Stored data:
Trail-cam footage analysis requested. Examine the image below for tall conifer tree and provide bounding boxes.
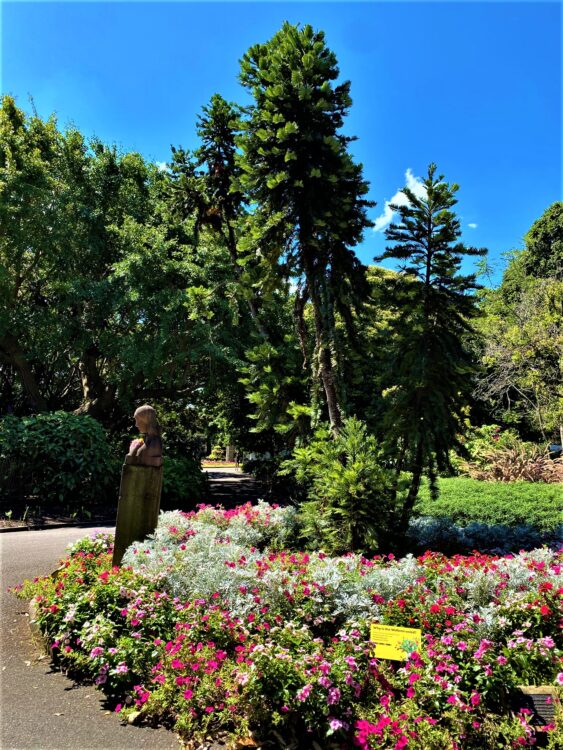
[378,164,486,535]
[237,22,373,431]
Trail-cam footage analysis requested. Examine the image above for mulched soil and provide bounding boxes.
[0,496,115,530]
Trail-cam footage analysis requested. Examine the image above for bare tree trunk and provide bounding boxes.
[293,282,309,368]
[74,345,115,423]
[302,257,342,433]
[398,441,424,538]
[0,334,48,411]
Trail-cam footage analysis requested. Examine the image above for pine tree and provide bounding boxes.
[378,163,486,537]
[237,22,374,431]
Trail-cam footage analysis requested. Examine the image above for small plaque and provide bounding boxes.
[513,686,557,727]
[370,624,422,661]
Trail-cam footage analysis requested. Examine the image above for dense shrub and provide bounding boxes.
[457,425,563,483]
[155,402,206,459]
[160,456,208,510]
[0,412,118,506]
[281,418,401,554]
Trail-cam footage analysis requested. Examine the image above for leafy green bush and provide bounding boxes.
[454,424,562,483]
[416,477,562,531]
[281,417,400,554]
[207,445,225,461]
[160,456,208,510]
[0,412,118,506]
[155,401,206,459]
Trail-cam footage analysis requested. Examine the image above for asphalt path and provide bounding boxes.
[0,526,180,750]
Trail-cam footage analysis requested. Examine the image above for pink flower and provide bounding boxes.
[497,655,508,665]
[556,673,563,686]
[297,684,313,702]
[90,647,104,658]
[408,672,421,685]
[329,718,345,731]
[115,662,128,673]
[183,689,193,700]
[328,687,341,705]
[470,692,481,706]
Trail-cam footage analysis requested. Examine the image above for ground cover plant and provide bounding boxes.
[415,478,561,531]
[14,502,563,749]
[412,478,562,554]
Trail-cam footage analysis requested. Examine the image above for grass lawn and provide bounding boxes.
[416,477,562,532]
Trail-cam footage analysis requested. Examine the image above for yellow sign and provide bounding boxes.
[370,624,422,661]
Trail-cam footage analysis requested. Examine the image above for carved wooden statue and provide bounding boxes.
[112,404,163,566]
[126,404,163,467]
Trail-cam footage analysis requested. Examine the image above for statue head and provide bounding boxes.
[133,404,161,436]
[126,404,163,467]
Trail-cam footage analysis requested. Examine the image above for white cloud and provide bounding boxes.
[155,161,168,172]
[373,169,427,233]
[467,222,478,229]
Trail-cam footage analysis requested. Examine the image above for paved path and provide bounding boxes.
[0,526,181,750]
[204,467,270,508]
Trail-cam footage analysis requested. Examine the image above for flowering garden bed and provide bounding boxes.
[13,502,563,749]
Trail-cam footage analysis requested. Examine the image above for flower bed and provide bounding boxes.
[13,502,563,749]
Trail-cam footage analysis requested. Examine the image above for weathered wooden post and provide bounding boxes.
[112,405,163,566]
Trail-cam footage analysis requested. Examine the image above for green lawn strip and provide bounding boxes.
[415,478,562,532]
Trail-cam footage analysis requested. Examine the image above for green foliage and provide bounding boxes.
[281,417,400,554]
[461,423,520,459]
[415,477,562,532]
[237,22,373,429]
[523,201,563,280]
[0,96,251,448]
[0,412,118,505]
[154,401,205,459]
[476,266,563,440]
[161,456,208,510]
[377,163,486,530]
[459,426,563,483]
[208,445,225,461]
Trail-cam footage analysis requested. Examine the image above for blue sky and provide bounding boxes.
[2,1,561,284]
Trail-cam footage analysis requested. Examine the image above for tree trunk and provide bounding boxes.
[74,345,115,423]
[302,259,342,432]
[293,282,309,369]
[0,334,48,411]
[397,441,424,539]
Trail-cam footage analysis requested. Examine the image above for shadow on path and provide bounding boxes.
[205,469,270,508]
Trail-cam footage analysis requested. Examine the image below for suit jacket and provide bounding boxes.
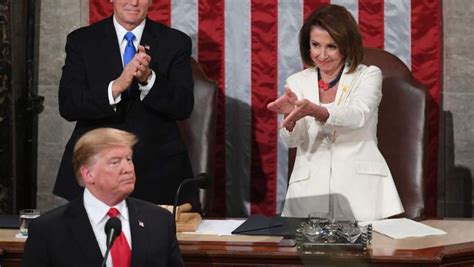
[22,197,183,267]
[53,16,199,209]
[280,64,404,221]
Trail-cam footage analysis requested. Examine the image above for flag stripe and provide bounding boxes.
[89,0,112,24]
[197,0,227,215]
[359,0,384,49]
[171,0,198,59]
[225,0,252,216]
[411,0,442,217]
[89,0,442,217]
[331,0,358,21]
[250,0,278,215]
[277,0,304,213]
[384,0,411,69]
[304,0,331,20]
[148,0,171,26]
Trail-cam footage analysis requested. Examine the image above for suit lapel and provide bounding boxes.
[65,198,104,266]
[335,64,354,106]
[140,18,160,70]
[100,17,123,81]
[128,199,148,267]
[301,68,319,104]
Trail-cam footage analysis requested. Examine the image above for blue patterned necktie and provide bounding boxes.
[123,32,136,66]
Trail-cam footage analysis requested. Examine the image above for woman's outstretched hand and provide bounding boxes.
[267,87,297,114]
[280,99,329,130]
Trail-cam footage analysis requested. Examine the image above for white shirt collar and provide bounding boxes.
[83,188,129,226]
[113,15,146,45]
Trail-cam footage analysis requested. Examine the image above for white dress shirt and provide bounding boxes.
[83,188,132,267]
[107,15,156,106]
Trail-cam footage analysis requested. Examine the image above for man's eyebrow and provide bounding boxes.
[108,156,122,161]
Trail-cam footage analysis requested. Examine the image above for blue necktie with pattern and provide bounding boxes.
[123,32,136,66]
[123,32,136,96]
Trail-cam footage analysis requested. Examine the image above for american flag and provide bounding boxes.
[90,0,442,217]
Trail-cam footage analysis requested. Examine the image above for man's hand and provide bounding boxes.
[267,87,297,114]
[111,59,136,98]
[111,45,152,98]
[134,45,151,84]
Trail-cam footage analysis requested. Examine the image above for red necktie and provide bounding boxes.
[107,208,131,267]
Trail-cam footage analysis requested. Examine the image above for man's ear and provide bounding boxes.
[80,165,94,185]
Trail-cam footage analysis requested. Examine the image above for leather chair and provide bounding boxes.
[362,48,427,220]
[288,48,427,220]
[177,59,217,216]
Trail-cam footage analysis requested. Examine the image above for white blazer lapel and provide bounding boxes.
[300,68,319,104]
[335,64,355,106]
[299,68,320,161]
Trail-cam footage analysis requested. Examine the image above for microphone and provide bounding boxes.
[100,217,122,267]
[172,173,211,220]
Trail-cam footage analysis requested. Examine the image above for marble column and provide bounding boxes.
[36,0,89,210]
[443,1,474,216]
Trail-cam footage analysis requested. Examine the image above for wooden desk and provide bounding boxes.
[1,220,474,266]
[0,229,24,267]
[180,219,474,266]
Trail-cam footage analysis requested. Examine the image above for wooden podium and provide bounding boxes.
[1,219,474,267]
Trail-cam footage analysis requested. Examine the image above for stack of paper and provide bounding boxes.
[360,218,446,239]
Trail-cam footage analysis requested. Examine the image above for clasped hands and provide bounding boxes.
[267,87,318,131]
[112,45,151,97]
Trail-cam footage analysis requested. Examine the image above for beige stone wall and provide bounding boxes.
[37,0,89,210]
[36,1,474,215]
[443,1,474,216]
[444,1,474,160]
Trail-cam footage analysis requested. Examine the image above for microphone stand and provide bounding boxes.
[172,179,192,220]
[100,217,121,267]
[172,173,210,220]
[100,229,116,267]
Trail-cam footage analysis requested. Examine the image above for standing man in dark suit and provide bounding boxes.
[23,128,183,267]
[54,0,199,210]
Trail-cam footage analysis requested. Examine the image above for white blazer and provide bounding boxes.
[280,64,404,221]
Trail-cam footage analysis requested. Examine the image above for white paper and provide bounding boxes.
[359,218,446,239]
[193,219,246,236]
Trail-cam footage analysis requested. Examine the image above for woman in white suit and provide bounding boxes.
[267,5,404,221]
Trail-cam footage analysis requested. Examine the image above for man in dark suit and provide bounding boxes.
[23,128,183,267]
[53,0,199,210]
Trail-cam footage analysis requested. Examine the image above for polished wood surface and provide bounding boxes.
[1,220,474,266]
[180,219,474,266]
[0,229,25,267]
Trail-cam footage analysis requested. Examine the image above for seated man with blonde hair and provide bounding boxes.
[23,128,183,267]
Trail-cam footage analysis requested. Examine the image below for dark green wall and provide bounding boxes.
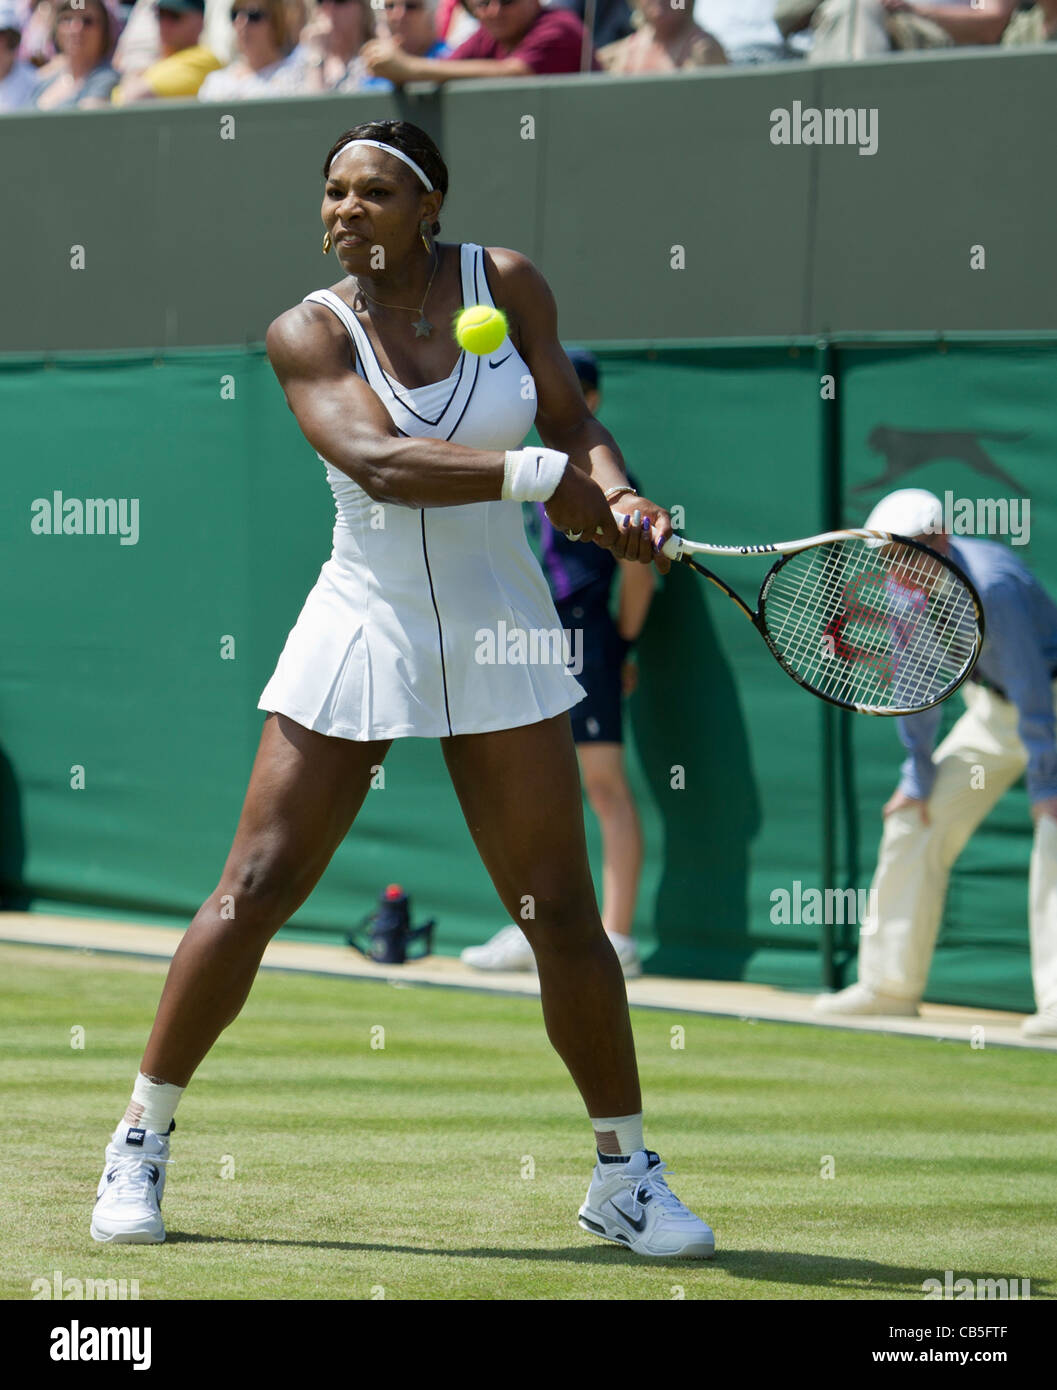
[2,48,1055,353]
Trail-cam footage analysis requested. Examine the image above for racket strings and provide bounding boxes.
[760,539,979,713]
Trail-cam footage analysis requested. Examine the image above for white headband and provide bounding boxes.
[329,138,434,192]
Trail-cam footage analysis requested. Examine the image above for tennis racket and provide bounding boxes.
[657,527,985,715]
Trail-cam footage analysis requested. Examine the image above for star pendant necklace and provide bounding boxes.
[353,245,440,338]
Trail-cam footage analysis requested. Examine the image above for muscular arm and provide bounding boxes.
[266,304,510,509]
[266,294,613,541]
[402,55,534,81]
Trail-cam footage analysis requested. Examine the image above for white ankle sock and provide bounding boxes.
[121,1072,184,1135]
[590,1111,645,1158]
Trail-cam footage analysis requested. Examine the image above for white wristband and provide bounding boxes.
[502,448,568,503]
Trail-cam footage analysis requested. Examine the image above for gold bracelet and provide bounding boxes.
[604,484,637,502]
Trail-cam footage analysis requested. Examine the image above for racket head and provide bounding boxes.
[754,534,985,715]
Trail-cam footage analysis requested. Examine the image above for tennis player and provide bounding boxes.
[90,120,715,1259]
[815,488,1057,1037]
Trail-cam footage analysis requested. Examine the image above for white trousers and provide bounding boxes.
[858,681,1057,1011]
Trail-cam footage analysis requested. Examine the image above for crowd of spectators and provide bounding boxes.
[1,0,1053,112]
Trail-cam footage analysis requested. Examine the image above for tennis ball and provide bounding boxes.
[453,304,508,355]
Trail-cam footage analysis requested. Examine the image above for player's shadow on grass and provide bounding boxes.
[167,1235,1052,1295]
[631,570,761,980]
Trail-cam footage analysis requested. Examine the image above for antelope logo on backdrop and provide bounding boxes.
[854,427,1029,497]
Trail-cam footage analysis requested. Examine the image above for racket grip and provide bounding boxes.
[661,533,684,561]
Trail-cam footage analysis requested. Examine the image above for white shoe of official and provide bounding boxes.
[813,983,919,1017]
[90,1124,172,1244]
[578,1149,715,1258]
[1021,1006,1057,1039]
[460,924,537,972]
[606,931,643,980]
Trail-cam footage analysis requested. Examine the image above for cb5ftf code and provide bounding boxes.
[889,1327,1008,1341]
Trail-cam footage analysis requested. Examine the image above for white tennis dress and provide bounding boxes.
[258,243,586,741]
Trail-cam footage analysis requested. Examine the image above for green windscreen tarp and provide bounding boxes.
[2,340,1053,1008]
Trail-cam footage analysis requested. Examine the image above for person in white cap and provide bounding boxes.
[815,488,1057,1038]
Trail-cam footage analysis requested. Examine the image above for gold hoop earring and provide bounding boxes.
[420,221,432,254]
[322,231,332,255]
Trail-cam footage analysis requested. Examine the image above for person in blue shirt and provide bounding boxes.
[361,0,450,87]
[816,488,1057,1038]
[461,349,656,979]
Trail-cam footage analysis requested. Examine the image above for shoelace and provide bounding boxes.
[105,1152,174,1199]
[631,1160,693,1218]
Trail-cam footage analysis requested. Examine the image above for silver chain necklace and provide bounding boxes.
[353,246,439,338]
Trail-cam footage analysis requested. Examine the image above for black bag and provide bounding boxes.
[346,884,435,965]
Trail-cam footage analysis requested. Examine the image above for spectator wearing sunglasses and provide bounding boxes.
[361,0,603,83]
[198,0,294,96]
[376,0,451,59]
[357,0,450,88]
[112,0,221,100]
[282,0,378,91]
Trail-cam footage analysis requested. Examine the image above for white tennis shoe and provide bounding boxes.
[578,1149,715,1258]
[461,924,643,979]
[460,924,537,972]
[606,930,642,980]
[91,1124,172,1244]
[813,983,919,1017]
[1021,1005,1057,1039]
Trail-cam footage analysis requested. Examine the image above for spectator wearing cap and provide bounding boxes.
[197,0,294,97]
[113,0,234,78]
[361,0,602,82]
[815,489,1057,1039]
[0,1,38,108]
[774,0,1017,60]
[598,0,726,72]
[112,0,222,101]
[32,0,123,108]
[281,0,378,92]
[1002,0,1057,43]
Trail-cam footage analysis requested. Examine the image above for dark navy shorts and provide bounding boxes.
[556,580,625,746]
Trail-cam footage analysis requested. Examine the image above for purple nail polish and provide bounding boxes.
[643,516,651,531]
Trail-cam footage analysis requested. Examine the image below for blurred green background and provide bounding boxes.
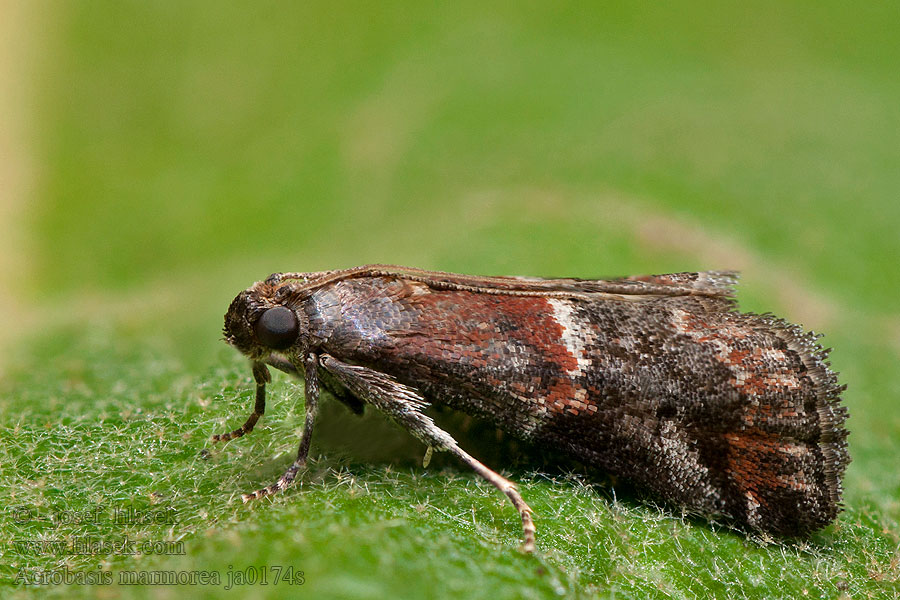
[2,1,898,598]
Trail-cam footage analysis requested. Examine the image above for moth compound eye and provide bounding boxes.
[254,306,298,350]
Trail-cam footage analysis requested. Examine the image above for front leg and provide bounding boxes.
[242,353,320,501]
[319,354,537,553]
[211,361,270,442]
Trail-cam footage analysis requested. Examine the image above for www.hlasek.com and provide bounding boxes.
[12,537,185,556]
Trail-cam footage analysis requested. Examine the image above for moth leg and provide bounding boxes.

▸ Task prompt:
Copy exactly the lines above, from the one containing "www.hlasek.com and provide bounding boxes." through the very last line.

▸ Output for this exercise:
Trail-cam footage analysis requested. Examine the image above for www.hlasek.com and provide bounding boxes.
[12,537,185,556]
Trail-cam footage analysis requested. Examine the image above for moth leg and provide bounding boxes.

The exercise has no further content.